* **Exercise aim**
Please give again, word for word, each line that falls between the line with "For every instance of the blue" and the end of the data, inclusive.
(Material provided Opens)
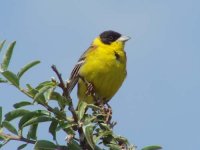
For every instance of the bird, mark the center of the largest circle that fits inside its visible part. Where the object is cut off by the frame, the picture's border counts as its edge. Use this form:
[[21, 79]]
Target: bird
[[101, 69]]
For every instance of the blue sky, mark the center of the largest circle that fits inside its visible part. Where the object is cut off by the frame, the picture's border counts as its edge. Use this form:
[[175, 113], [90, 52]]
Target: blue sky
[[159, 101]]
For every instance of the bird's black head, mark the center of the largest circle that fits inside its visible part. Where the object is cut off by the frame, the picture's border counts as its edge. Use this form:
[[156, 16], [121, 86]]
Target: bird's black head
[[107, 37]]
(Material provided Closes)
* **Result for this exercise**
For every instance of the blue sky, mark the center of the largest circle that fits inside its visible part. Where the object is cut off by the frame, the picture's border counts as its edge. Use this form:
[[175, 113], [90, 52]]
Target: blue sky
[[159, 101]]
For every instance of the bird's black head, mark the center of the largest circle that fits inside its visible part. Where the object is cut off by the frame, the picture's border counts as its edge. Use this form:
[[156, 16], [121, 86]]
Target: bird's black head
[[107, 37]]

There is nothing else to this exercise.